_SHORT TASK_:
Lay out the lines as a Markdown table with two columns, No. and Line, giving each line its row number and skipping any blank lines.

[Box-labeled dataset extracts]
-- BEGIN --

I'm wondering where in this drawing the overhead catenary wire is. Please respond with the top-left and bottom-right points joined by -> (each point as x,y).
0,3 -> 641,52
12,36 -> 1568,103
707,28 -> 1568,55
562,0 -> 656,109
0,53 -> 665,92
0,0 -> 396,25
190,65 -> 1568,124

-- END --

_THE SOLUTION_:
| No. | Line |
|---|---|
| 1 | I'm wondering where in this drawing the overhead catenary wire is. Please respond with the top-left and bottom-right points joined by -> (each point as x,y). |
| 2 | 0,3 -> 641,52 |
| 3 | 12,36 -> 1568,103 |
| 4 | 707,28 -> 1568,55 |
| 5 | 562,0 -> 656,109 |
| 6 | 0,53 -> 665,92 |
| 7 | 0,0 -> 396,25 |
| 8 | 190,65 -> 1568,124 |